** Begin ENTRIES SUPPLIED **

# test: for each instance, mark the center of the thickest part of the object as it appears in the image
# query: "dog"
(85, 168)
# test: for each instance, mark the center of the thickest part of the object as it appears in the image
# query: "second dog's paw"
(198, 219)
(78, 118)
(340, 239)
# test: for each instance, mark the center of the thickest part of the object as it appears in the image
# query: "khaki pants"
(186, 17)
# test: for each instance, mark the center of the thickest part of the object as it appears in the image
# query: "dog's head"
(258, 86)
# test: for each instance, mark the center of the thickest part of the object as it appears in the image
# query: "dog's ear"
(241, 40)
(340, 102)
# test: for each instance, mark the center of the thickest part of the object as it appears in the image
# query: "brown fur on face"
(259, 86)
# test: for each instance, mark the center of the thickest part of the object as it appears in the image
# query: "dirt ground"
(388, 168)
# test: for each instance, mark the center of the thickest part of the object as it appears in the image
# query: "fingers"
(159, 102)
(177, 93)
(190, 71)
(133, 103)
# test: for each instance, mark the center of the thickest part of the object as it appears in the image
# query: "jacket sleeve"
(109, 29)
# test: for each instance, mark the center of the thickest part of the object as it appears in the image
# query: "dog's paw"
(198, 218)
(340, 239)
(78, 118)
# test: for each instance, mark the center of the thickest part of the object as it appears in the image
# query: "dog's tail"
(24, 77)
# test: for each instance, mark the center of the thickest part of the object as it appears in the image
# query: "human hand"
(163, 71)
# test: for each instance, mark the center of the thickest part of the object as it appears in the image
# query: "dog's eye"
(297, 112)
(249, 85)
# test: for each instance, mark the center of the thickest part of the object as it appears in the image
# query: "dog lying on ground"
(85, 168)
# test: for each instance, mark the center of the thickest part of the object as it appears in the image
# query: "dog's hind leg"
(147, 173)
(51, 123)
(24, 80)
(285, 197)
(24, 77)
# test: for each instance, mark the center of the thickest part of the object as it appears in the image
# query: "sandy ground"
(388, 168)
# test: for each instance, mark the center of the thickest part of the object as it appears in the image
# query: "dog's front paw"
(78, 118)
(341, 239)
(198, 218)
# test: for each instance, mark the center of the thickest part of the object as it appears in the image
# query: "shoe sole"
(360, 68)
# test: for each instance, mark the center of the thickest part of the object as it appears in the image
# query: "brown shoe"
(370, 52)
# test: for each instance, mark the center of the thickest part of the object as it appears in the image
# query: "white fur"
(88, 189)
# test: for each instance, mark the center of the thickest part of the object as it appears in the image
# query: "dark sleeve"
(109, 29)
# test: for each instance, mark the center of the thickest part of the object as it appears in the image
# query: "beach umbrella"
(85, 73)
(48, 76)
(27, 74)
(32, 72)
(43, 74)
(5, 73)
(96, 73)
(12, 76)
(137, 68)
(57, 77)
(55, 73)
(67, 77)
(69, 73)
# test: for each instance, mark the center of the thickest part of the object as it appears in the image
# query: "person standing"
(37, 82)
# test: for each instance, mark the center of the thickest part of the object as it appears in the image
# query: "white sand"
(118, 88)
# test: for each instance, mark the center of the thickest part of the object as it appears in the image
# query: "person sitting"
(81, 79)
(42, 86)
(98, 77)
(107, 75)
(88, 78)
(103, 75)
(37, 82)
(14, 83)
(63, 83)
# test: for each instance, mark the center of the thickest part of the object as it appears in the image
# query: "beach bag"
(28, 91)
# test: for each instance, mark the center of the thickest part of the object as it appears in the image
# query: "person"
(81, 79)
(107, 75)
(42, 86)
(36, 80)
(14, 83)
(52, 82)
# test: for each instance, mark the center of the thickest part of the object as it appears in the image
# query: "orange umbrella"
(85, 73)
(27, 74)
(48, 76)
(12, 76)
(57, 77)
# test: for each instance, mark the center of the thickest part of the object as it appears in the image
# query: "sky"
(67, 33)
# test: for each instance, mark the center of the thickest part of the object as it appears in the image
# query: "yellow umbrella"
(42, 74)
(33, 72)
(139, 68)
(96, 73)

** End ENTRIES SUPPLIED **

=== SET PROBLEM ===
Output the full listing exactly as it stands.

=== THE ANSWER ===
# test: for each instance, mark the center of the thickest part of the object as it appears in the image
# query: "dog"
(85, 168)
# test: for each instance, mark the center of the thickest part of the object as it appears in the image
# query: "second dog's paw"
(198, 219)
(78, 118)
(340, 239)
# test: for each instance, mark the center of the thickest part of the object as it appears in the image
# query: "khaki pants"
(186, 17)
# test: for each instance, mark the center of the thickest part of the object as it appears in the image
# query: "dog's head"
(258, 86)
# test: for each instance, mark the center of the thickest part of the object as it appears in the image
# query: "dog's ear"
(241, 40)
(340, 102)
# test: for each instance, mark the center of the thickest part of the object as it appears in the image
# query: "brown fur on face"
(259, 86)
# test: for each instance, mark the center of the thickest part of the object as it appears in the image
# query: "dirt ground"
(388, 168)
# test: for each instance, mark the center of the thickest part of the object as it appears in the image
# query: "fingers"
(159, 102)
(177, 93)
(190, 71)
(133, 103)
# test: for each instance, mark the center of the thickest part of the object as it appears in the image
# query: "jacket sleeve"
(109, 29)
# test: for each instance, mark the center of the thickest part of the object as it appears in the image
# query: "dog's paw"
(198, 218)
(340, 239)
(78, 118)
# test: for each instance, mark the center of the thickest part of the object as it appears in the image
# query: "dog's tail"
(24, 77)
# test: for each instance, mark the center of the thickest part of the object as it appears in the image
# query: "human hand"
(163, 71)
# test: for each instance, mark the center of the thickest part of the object as it appears in the image
# query: "dog's eye"
(297, 112)
(249, 85)
# test: for each instance, mark the center of the thickest part of the object as it appears in the image
# query: "dog lying on ground"
(85, 168)
# test: for each instance, mark the center of the thickest part of the object as it appears in the image
# query: "dog's hind leg"
(147, 173)
(51, 123)
(24, 80)
(285, 197)
(24, 77)
# test: for each instance, mark the center of the thickest part of the object as it appears in the image
# query: "sandy ground"
(388, 168)
# test: for each instance, mark the center of the thickest part of the object as it appears in the image
# query: "dog's front paw"
(78, 118)
(341, 239)
(198, 218)
# test: for each instance, mark the center of the thickest part of the object as it appears in the image
# query: "shoe sole"
(360, 68)
# test: for each instance, mark the center of the thickest part of the object as it appears in the image
# query: "brown shoe"
(370, 52)
# test: for each instance, mark the center of the thickest part of the object as it appears in the image
# query: "white fur"
(88, 189)
# test: for each instance, mark the center of the thickest part of the object as it appears in the image
# query: "dark sleeve"
(109, 29)
# test: for each instance, mark the center of the thickest part of the object as it appears in the image
# query: "beach umbrella"
(85, 73)
(48, 76)
(27, 74)
(32, 72)
(43, 74)
(5, 73)
(96, 73)
(12, 76)
(137, 68)
(57, 77)
(55, 73)
(67, 77)
(69, 73)
# test: for each instance, mark the center of the thickest part of the object as it appears in the image
# query: "person standing"
(37, 82)
# test: for each instance, mark the center of the thickest part of the object as it appears in the image
# query: "white sand"
(118, 88)
# test: for each instance, mark the center of the thickest part of the object as it appears in the image
# query: "person sitting"
(81, 79)
(42, 86)
(98, 77)
(107, 75)
(88, 78)
(103, 75)
(37, 82)
(14, 83)
(63, 83)
# test: for each instance, mark the center of the thickest part of the object as it appears in the image
# query: "beach bag"
(28, 91)
# test: for each instance, mark the center of the thickest part of the object as it appears in the image
# query: "person"
(81, 79)
(107, 75)
(42, 86)
(36, 80)
(14, 83)
(52, 82)
# test: for each instance, mark the center of the thickest part of the object as it appears in the image
# query: "orange umbrella"
(85, 73)
(27, 74)
(48, 76)
(12, 76)
(57, 77)
# test: for each instance, mark the center of the thickest part of the object as it appears in the image
# query: "sky"
(67, 33)
# test: for each instance, mark the center of the thickest part of the object as it appears in the image
# query: "yellow umbrella"
(42, 74)
(33, 72)
(139, 68)
(96, 73)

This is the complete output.